[Data lines start]

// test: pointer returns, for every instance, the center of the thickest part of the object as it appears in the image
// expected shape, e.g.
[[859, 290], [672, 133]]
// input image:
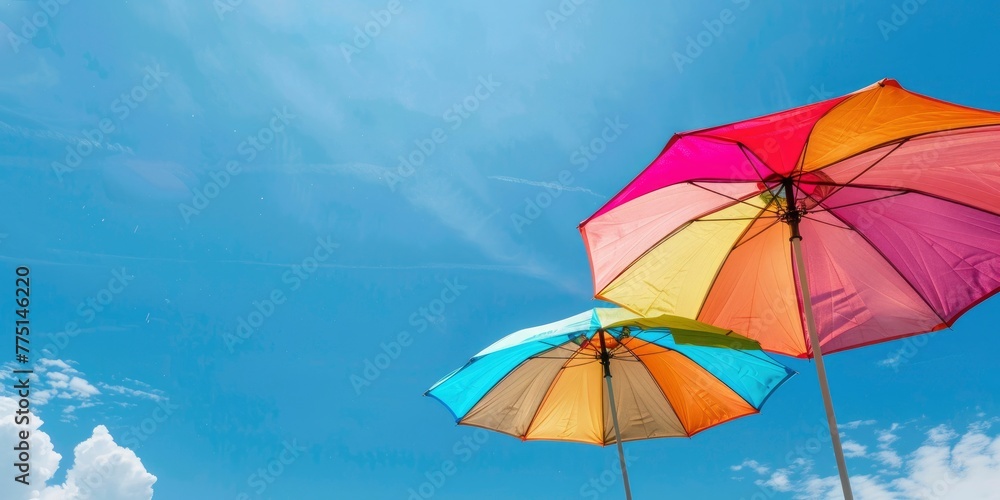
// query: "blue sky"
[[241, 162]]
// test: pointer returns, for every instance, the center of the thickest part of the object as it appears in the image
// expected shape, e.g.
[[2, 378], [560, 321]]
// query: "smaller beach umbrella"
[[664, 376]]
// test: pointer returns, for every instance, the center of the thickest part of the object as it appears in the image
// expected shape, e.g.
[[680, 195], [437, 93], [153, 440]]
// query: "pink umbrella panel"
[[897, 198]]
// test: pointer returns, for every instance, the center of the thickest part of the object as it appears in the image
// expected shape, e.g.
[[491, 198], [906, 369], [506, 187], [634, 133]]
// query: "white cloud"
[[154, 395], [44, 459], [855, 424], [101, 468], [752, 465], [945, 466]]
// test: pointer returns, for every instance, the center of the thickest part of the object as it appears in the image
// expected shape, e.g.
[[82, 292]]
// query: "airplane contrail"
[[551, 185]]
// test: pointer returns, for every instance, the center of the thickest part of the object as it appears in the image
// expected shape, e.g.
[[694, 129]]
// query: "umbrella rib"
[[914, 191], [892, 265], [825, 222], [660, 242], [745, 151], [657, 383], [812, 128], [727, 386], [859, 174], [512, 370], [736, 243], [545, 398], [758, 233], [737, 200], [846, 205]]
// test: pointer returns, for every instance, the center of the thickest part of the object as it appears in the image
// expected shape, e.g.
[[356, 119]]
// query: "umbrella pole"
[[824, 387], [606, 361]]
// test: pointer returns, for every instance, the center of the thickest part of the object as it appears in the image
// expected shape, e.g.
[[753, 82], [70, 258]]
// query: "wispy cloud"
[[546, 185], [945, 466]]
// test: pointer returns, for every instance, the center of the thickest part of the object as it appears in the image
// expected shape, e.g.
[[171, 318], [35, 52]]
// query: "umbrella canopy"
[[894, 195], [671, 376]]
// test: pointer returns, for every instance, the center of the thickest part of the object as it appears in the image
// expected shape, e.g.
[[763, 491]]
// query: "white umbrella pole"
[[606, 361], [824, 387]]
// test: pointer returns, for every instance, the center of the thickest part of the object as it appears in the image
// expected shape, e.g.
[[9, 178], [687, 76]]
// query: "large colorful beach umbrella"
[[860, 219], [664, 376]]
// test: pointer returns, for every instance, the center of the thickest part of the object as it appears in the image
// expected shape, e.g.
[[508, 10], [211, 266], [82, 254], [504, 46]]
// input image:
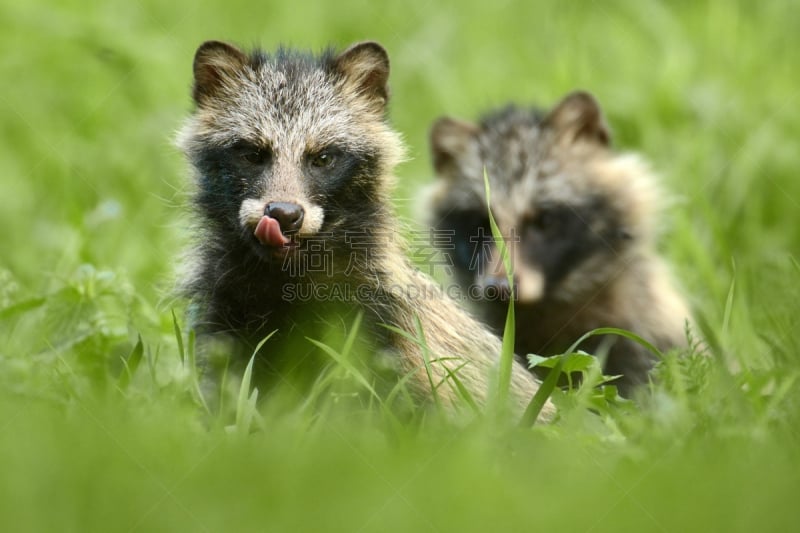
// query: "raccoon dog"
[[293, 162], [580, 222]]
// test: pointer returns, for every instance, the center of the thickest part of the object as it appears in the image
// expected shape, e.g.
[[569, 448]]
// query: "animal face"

[Data lines end]

• _What is asked_
Edit the records above by replacing every "expected shape" with "sample output", keeping everything else unchanged, and omit the pictures from your output.

• _Full response_
// test: pointer returns, for every instance, the center of the thickest part of the object as it appears in the image
// sample output, e.g.
[[859, 290], [672, 133]]
// input image:
// query: "blue sky"
[[241, 162]]
// test: pointer returns, for every instance, the center of the thickest part of the object as it appears in the image
// sample output, e.g.
[[2, 378], [560, 321]]
// query: "smaller beach umbrella"
[[664, 376]]
// test: pointer returns, for every instance, the center of the thickest part of the object as it appears in the image
// sample output, e.g.
[[680, 195], [437, 93], [153, 440]]
// query: "pink umbrella panel"
[[897, 198]]
// test: pointer returns, for every instance, the center of the thickest part of the object as it appears in the image
// sample output, e.g.
[[491, 198], [906, 369], [506, 187], [634, 133]]
// query: "white cloud"
[[154, 395], [44, 459], [855, 424], [101, 468], [752, 465], [945, 466]]
// test: pointer returns, for every instance, the center of the thickest part of the object as it appears in the image
// sample output, e.g.
[[82, 292]]
// query: "airplane contrail"
[[551, 185]]
// test: pointer returns, for every instance, the center of the thickest part of the object as it appears in the image
// sample output, e.g.
[[694, 129]]
// query: "umbrella rib"
[[914, 191], [892, 265], [825, 222], [660, 242], [745, 151], [657, 383], [812, 128], [727, 386], [859, 174], [512, 370], [736, 243], [545, 398], [758, 233], [737, 200], [846, 205]]
// test: pointer returns, for every instance, the center of the thickest part of the object as it appears in the image
// sample output, e.g.
[[356, 119]]
// query: "umbrella pole"
[[824, 387], [606, 361]]
// test: pointer returns, for every instance, the center of the thickest part of the object as it appears in the image
// sample output, e.g.
[[753, 82], [70, 258]]
// query: "wispy cloud"
[[546, 185], [945, 466]]
// test: pointer returns, for every instance, the center of the thickest part of the object as it appears in the image
// sample output, e.g.
[[171, 318], [35, 52]]
// query: "umbrella canopy"
[[894, 195], [671, 376]]
// test: pointer returns, for every instance, the center of the thickest part of the object as it appears in the image
// sample output, e.g.
[[763, 491]]
// query: "white umbrella pole"
[[606, 361], [824, 387]]
// test: pointer returns, for every instance, the center of the thickest part of the object as it appears in the image
// sample output, e.g.
[[9, 178], [687, 76]]
// query: "large colorful beach umbrella"
[[860, 219], [664, 376]]
// test: pointer returns, for every instance, the center of the thickest part of the object as it appears in the image
// sample output, e.g.
[[508, 10], [211, 266], [82, 254], [504, 46]]
// input image:
// query: "raccoon dog"
[[293, 162], [580, 222]]
// test: pointer returns, for every instance, the center of the thickest part of the object as it appears in the image
// sample output, e.g.
[[569, 448]]
// query: "animal face"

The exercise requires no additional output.